§ Direction
Please output the lines shown below exactly as they appear.

* * * * *

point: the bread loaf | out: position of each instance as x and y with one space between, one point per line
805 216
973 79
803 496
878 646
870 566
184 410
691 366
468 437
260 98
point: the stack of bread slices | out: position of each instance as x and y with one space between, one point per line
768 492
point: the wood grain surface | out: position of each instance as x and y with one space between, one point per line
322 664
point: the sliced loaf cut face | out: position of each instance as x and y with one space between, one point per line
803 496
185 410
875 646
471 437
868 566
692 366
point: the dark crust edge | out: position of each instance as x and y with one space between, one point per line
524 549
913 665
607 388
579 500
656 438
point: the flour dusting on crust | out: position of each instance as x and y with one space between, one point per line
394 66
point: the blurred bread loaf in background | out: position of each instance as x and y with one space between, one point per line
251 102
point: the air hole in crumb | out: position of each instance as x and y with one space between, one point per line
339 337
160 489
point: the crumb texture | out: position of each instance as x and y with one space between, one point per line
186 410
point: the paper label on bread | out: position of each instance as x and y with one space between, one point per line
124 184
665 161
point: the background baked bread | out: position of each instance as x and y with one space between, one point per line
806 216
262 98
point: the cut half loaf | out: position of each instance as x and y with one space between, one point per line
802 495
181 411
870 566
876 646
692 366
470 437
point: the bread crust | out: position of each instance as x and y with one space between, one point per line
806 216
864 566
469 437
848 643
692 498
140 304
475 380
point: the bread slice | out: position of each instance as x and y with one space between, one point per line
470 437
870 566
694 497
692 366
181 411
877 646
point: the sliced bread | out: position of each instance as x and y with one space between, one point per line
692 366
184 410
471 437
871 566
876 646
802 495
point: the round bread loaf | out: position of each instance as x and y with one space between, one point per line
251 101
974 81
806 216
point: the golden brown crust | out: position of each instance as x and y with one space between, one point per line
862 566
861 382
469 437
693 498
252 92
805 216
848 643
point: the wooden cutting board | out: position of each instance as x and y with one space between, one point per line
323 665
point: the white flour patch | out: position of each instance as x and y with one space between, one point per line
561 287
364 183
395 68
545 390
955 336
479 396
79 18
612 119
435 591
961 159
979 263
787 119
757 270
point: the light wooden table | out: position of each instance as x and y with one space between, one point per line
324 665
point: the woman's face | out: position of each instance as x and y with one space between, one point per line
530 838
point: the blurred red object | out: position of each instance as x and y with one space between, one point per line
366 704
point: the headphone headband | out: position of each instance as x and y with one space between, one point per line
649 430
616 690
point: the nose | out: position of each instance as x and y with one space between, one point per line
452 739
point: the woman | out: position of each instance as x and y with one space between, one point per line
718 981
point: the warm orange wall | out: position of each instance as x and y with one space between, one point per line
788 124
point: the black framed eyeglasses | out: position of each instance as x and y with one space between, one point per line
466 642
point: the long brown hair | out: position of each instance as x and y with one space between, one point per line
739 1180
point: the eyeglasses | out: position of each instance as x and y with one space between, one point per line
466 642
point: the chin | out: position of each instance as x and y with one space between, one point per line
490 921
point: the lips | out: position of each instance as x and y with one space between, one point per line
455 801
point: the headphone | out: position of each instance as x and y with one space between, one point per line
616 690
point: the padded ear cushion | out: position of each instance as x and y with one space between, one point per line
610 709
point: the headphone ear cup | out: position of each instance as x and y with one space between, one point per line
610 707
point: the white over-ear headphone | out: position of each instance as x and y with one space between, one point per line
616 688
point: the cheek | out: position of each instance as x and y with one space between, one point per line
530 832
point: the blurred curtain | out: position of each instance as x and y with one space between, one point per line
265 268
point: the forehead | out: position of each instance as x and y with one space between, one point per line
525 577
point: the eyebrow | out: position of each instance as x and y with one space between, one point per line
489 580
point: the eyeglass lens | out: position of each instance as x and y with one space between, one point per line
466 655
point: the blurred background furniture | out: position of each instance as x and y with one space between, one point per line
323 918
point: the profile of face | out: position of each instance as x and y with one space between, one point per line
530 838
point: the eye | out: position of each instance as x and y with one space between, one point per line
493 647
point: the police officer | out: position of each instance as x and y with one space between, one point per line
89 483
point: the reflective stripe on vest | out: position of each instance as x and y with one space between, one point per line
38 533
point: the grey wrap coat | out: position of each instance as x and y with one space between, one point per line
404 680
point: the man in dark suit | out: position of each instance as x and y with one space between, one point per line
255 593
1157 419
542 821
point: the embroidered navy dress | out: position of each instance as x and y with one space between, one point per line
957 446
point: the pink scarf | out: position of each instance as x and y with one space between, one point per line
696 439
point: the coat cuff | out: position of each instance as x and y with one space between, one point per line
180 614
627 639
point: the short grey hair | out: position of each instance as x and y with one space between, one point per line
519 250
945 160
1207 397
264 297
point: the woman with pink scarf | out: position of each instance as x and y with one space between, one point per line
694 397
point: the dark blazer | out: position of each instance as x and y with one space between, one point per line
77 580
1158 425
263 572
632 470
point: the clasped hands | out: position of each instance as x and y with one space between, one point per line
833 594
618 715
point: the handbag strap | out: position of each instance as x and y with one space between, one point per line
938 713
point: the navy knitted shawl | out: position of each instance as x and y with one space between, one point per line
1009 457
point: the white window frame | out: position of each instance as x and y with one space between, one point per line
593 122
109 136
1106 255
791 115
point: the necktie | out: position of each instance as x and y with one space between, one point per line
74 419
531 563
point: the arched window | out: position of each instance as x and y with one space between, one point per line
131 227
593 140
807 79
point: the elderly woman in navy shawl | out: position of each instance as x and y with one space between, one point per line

* * * * *

§ The completed task
point: the bread loaf | out: position of each instance as x and y with one space between, one point per line
805 216
973 79
803 496
878 646
870 566
184 410
691 366
468 437
260 98
point: the stack of bread slices | out: position of each instance as x and y with one space between, one point per line
768 492
point: the wood grain surface | out: position of each instance as x and y with one space between, one point per line
322 664
point: the sliced loaf cut face | out: position of each instance as x and y with one space between, one point per line
803 496
185 410
875 646
471 437
868 566
692 366
point: the dark crust edge | out: position of each instance as x and y with one space between, one point per line
524 549
913 665
607 388
579 500
656 438
point: the flour dusting on crust | out: position of each instance as x and y with one space between, one point per line
394 66
point: the blurred bread loaf in background | out: position of each instance as x and y with one space between, one point per line
251 102
point: the air hole in crumb | out: position of each instance as x and y with one space between, one point per line
339 337
160 489
point: the crumb texture | out: position of each instance as x and y with one space between, one point per line
186 410
point: the paper label on bread | out: position of each instance as x and y with one space between, one point per line
124 184
665 161
point: the background baked bread | out: position of each instance as x and y with one space between, one point per line
806 216
262 98
point: the cut half loaf | out: position of each instance as x and y with one space between, one point per line
802 495
181 411
870 566
876 646
692 366
470 437
point: the bread crust | out: position of each instance as x and y with one space between, one point per line
806 216
864 566
469 437
848 643
692 498
140 304
475 380
point: the bread slice | out: position of each instance as x and y with one space between, one point per line
470 437
870 566
694 497
692 366
181 411
877 646
point: the sliced bread | out: position of each instance as x and y with one space between, one point per line
692 366
184 410
471 437
871 566
876 646
802 495
point: the round bread loaf | out: position of each instance as x and y with one space between, one point per line
251 101
974 81
806 216
point: the golden brown crust | out: position of each instance as x and y with one space between, one point per line
862 566
861 382
469 437
693 498
252 92
805 216
848 643
point: the wooden cutting board | out: position of each instance as x and y with one space between, one point per line
323 665
point: the white flour patch | out: position of each instance as x and y with one space between, one point per line
561 287
364 183
395 68
545 390
955 336
479 396
79 18
612 119
435 591
961 159
979 263
787 119
757 270
point: the light wooden table | out: position of each instance as x and y with one space between, one point per line
324 665
point: the woman's face | out: position of each instance as x and y with one space between, one point per line
530 838
point: the blurred red object | out: position of each instance as x and y with one space between, one point per line
366 704
point: the headphone headband | out: position of each instance as x and y with one space between, one point per line
649 430
616 690
point: the nose | out: position of each instance as x and y with one space between, one point per line
452 739
point: the woman | out: position of each instance as x and y with one space between, one point per line
718 981
point: the warm orange wall | out: position of each instance as x and y with one space between, one point per line
788 124
point: the black framed eyeglasses | out: position of each instance as x and y with one space between, one point per line
466 642
point: the long brown hair | out: position of each instance as x and y with one space between, one point per line
739 1180
point: the eyeglasses | out: position of each instance as x and y with one space between, one point per line
466 642
point: the chin | out: position of each instance as x and y with one space between, one point per line
490 921
point: the lips | out: position of each instance as x and y with one space between, one point per line
455 801
point: the headphone | out: position of each instance as x and y with one space between, one point per line
616 690
point: the padded ear cushion | out: position of each instance as x and y with one space between, one point per line
610 709
point: the headphone ear cup | out: position of each instance as x and y with one space between, one point per line
610 707
point: the white over-ear headphone | out: position of each instance as x and y with one space between, one point per line
616 688
point: the cheek | out: position of each instance as x and y with one space between, one point per line
530 832
point: the blurred curtain | out: position of each instance as x and y with one space between, one point per line
265 268
point: the forehead | out: position of each instance as x and y with one space between, one point per line
525 577
point: the eyebrow | out: position of each instance as x and y with one space between, one point per line
489 580
point: the eyeglass lens | out: position of each instance as x and y with one space between, one point per line
466 655
point: the blurred background furniture | out: position of each instance as x and y with one space between, one point per line
323 918
point: the profile of face | out: position of each instance as x and y with one space between, one point per line
530 838
point: the eye | out: position of each instance as x and y with one space between, one point per line
493 647
point: the police officer | out: position of each instance as x and y with one space between, one point per line
89 483
point: the reflective stripe on vest | out: position of each instance as x and y with one space between, one point per line
38 533
point: the grey wrap coat | out: position of each instance as x and y with one space between, one point per line
404 680
point: the man in dark suit | out: position of each instance as x and y with one space between, one point per line
255 593
1157 419
542 821
point: the embroidered navy dress | out: position of each instance as x and y with one space between, one point per line
957 446
point: the pink scarf | out: position of each instance as x and y with one space between, one point per line
696 439
point: the coat cuff | out: position of each instance as x and y with one space between, one point per line
180 614
627 639
point: the short grey hair | out: position of each instance as x and y with one space between, one point per line
519 250
945 160
1207 397
264 297
point: the woman with pink scarf | out: position of each instance as x and y with one space between, one point per line
694 397
point: the dark blazer | out: position of each instance as x and y with one space between, one point per line
77 580
1158 425
263 572
632 470
point: the clasped hands | out: position of each instance as x and y with one space between, one point per line
833 594
618 715
point: the handbag strap | out: position of each instance as x and y with one space between, one point per line
938 713
point: the navy knitted shawl | out: position of each instance as x and y with one space between, one point per line
1009 457
point: the white window frame | out: position of each instance as x and y with one space between, one point per line
593 122
109 136
1106 255
791 115
point: the necktie | out: position of each instance as x and y with one space between, one point per line
74 419
531 563
point: the arched window | out: position of each instance as x and y with one space between, one point per line
131 227
593 140
807 79
point: the elderly woman in navy shawl | out: position of each instance as x and y with one space between, one point per line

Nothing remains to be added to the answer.